### OBJETIVO DECLARADO A
Renomeie "tent canopy" como "awning" nas linhas entre a que contém "point: yellow and" e a que contém "column 709, row 115", inclusive, e escreva essas linhas de novo sem nenhuma outra mudança.

=-=-=-=-=

Daniel Galera lança "O Deus das Avencas" - Foto Daniel Galera/Wikimedia Commons

Em O Deus das Avencas, o paulistano Daniel Galera fala do passado e do futuro, e engancha o leitor por um sentimento vivo de qualquer tempo, o de que o destino já foi traçado para todos. Mas seria um engano dizer que há um pré-determinismo, um abismo do qual é impossível escapar. A história de cada um ainda está sendo escrita.

O livro é constituído de três pequenas histórias, não relacionadas entre si. A primeira delas é homônima à obra e apresenta o passado tão presente para os brasileiros. Manuela e Lucas estão prestes a ter um filho, carinhosamente planejado para vir ao mundo da maneira mais natural possível. O casal quer se desconectar do mundo, desligando até mesmo a internet com a chegada das primeiras contrações. Mas as longas horas derradeiras coincidem com o nascimento de uma monstruosidade, a ascensão de Bolsonaro nas eleições de 2018.

=-=-=-=-=

### OBJETIVO DECLARADO B
Transcreva da resenha, sem alterações, o trecho entre "Em O Deus das" e "eleições de 2018.", inclusive.

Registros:
=-=-=-=-=

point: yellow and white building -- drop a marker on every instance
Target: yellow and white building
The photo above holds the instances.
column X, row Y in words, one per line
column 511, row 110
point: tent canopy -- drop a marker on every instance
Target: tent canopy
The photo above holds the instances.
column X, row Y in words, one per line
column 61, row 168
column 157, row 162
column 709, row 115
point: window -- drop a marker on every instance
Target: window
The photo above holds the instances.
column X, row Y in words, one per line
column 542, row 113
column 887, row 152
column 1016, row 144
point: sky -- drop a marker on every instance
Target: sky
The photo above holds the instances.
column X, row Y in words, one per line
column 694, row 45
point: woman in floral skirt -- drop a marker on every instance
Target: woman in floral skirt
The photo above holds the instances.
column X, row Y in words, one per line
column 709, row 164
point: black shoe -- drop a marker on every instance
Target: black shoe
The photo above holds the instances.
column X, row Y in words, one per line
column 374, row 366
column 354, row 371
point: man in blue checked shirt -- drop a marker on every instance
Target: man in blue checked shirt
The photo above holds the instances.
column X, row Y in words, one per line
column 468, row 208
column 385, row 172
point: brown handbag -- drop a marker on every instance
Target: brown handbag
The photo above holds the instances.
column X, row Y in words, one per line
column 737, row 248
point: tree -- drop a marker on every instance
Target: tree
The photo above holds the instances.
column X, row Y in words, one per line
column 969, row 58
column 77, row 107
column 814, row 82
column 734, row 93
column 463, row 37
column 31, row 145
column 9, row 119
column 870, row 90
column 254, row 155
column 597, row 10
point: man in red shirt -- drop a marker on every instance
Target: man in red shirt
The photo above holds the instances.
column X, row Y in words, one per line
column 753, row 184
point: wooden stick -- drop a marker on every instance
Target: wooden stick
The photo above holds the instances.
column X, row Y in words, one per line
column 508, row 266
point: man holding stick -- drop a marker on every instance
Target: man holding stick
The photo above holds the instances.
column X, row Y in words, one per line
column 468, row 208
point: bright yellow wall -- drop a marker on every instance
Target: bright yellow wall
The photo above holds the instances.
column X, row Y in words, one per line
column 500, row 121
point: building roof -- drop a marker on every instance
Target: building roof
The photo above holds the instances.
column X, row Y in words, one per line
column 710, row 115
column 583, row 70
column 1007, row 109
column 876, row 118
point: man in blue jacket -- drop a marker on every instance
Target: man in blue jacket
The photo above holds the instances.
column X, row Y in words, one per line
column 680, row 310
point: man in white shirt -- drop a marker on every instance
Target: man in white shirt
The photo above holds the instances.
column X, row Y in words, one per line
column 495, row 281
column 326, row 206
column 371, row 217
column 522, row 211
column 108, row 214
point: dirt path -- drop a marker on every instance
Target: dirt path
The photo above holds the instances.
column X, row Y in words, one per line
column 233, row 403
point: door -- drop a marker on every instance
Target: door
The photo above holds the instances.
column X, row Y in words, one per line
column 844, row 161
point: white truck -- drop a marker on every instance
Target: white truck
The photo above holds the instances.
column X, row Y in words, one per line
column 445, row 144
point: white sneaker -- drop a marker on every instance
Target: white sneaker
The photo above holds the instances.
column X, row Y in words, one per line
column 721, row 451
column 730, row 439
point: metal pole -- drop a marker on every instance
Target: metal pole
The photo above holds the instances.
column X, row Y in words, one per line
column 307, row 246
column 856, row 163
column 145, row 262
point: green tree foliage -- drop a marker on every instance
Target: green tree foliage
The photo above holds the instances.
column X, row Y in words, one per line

=-=-=-=-=

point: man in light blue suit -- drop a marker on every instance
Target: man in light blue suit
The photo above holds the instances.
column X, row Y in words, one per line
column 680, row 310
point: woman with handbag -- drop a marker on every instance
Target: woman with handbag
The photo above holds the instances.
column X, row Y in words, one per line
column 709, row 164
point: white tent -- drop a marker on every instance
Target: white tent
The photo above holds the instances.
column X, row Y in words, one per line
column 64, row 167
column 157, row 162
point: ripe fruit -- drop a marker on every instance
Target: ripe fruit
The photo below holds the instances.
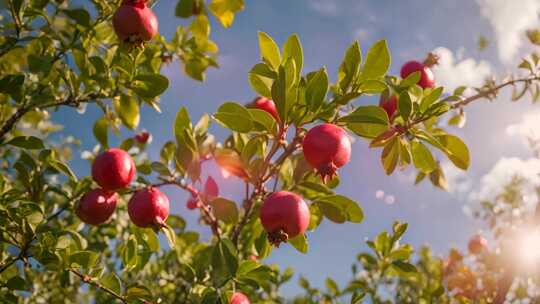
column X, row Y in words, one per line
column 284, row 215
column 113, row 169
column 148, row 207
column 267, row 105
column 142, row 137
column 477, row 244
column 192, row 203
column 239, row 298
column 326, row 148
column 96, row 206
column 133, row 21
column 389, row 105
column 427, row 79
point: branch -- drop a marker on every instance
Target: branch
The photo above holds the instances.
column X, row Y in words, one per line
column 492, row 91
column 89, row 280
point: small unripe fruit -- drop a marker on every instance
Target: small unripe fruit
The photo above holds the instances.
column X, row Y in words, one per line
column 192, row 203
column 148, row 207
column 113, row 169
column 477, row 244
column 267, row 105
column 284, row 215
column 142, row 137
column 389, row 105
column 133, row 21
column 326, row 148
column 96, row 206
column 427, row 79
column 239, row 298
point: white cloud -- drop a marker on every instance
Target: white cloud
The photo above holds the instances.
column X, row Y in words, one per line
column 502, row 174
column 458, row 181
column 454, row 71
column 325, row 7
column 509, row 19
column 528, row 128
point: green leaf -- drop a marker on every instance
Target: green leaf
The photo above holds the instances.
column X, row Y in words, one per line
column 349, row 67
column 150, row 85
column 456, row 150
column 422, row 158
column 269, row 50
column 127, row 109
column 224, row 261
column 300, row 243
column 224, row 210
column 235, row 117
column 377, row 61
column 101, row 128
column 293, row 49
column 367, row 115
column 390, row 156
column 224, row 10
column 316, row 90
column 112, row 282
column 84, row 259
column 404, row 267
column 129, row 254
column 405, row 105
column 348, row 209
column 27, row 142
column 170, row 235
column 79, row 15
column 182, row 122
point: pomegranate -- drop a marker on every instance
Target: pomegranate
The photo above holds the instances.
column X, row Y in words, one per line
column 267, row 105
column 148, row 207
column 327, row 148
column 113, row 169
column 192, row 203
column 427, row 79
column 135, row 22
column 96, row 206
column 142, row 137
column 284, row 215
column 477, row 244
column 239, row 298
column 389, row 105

=-=-=-=-=

### RESPOSTA A
point: yellow and white building -- drop a marker on every instance
Target: yellow and white building
The photo above holds the instances.
column X, row Y in words, one per line
column 511, row 110
point: awning -- drop a marker on every instance
Target: awning
The photo above holds the instances.
column X, row Y in words, one per line
column 61, row 168
column 157, row 162
column 709, row 115

### RESPOSTA B
Em O Deus das Avencas, o paulistano Daniel Galera fala do passado e do futuro, e engancha o leitor por um sentimento vivo de qualquer tempo, o de que o destino já foi traçado para todos. Mas seria um engano dizer que há um pré-determinismo, um abismo do qual é impossível escapar. A história de cada um ainda está sendo escrita.

O livro é constituído de três pequenas histórias, não relacionadas entre si. A primeira delas é homônima à obra e apresenta o passado tão presente para os brasileiros. Manuela e Lucas estão prestes a ter um filho, carinhosamente planejado para vir ao mundo da maneira mais natural possível. O casal quer se desconectar do mundo, desligando até mesmo a internet com a chegada das primeiras contrações. Mas as longas horas derradeiras coincidem com o nascimento de uma monstruosidade, a ascensão de Bolsonaro nas eleições de 2018.